Work to be completed: This task calls for every entry below to be repeated exactly, without the pictures.

Items from a dataset:
<<<<
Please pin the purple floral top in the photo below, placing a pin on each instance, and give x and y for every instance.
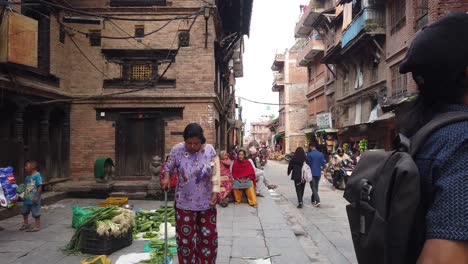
(194, 188)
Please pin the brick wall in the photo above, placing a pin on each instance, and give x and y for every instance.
(194, 64)
(398, 43)
(105, 3)
(91, 138)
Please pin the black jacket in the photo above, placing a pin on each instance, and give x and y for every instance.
(296, 169)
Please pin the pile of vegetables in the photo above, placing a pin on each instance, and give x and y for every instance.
(147, 221)
(157, 256)
(108, 221)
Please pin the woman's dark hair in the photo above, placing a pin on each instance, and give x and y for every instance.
(299, 156)
(194, 130)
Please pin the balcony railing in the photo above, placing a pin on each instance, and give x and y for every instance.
(369, 21)
(311, 48)
(278, 63)
(304, 25)
(278, 81)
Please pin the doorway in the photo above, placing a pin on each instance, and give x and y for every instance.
(139, 137)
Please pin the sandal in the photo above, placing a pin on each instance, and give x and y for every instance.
(25, 227)
(35, 229)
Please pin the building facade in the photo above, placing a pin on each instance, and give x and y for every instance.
(363, 44)
(124, 87)
(290, 81)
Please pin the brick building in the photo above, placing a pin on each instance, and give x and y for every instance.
(364, 43)
(290, 81)
(136, 77)
(260, 132)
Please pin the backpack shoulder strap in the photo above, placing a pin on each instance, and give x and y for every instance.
(436, 123)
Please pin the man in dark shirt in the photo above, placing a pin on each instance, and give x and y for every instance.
(438, 61)
(317, 163)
>>>>
Task response:
Please pin the purple floral top in the photo below, placing a pin on each instance, and give x and y for every instance.
(194, 188)
Please pin the brick wall in the photo above, placing a pin on each instance, and give x and y for every instance.
(194, 64)
(398, 43)
(105, 3)
(91, 138)
Please pin the black jacket in the photo above, placing a pin on each instance, and give x and y for every instance.
(296, 169)
Please pin the pile of vegetables in the photo above, placing a pin on each instance, and give x and y for every instance.
(147, 221)
(157, 256)
(108, 221)
Please pin the woman's dark hair in the photo above, placing a pin on each instance, and give x and y for every instance.
(299, 156)
(194, 130)
Please pin the balcony railing in the photo above, placing a pin on each instance, and give x and y for every instance.
(369, 21)
(311, 48)
(278, 63)
(304, 25)
(278, 81)
Please pin the doorway in the photo above, placing a pin on each instance, and give x and y for every instance.
(139, 137)
Please pin the sandal in the photo above, placing a pin on each instance, and give x and y for every instance.
(25, 227)
(35, 229)
Please pin the building facade in the photo above, placing a pin on each instance, and give x and y for every instance.
(363, 44)
(124, 87)
(290, 81)
Please pin the brick building in the photo above, placing a pin on each instance, and give x and y for every instance.
(364, 43)
(290, 81)
(136, 77)
(260, 132)
Please pin the backpack shoulder strap in the photo above, placing a pin on each instance, and give x and y for every instance.
(436, 123)
Please pin the man in dark shirt in the photo above, placing a pin on each instance, and give x and y for every instance.
(438, 61)
(317, 163)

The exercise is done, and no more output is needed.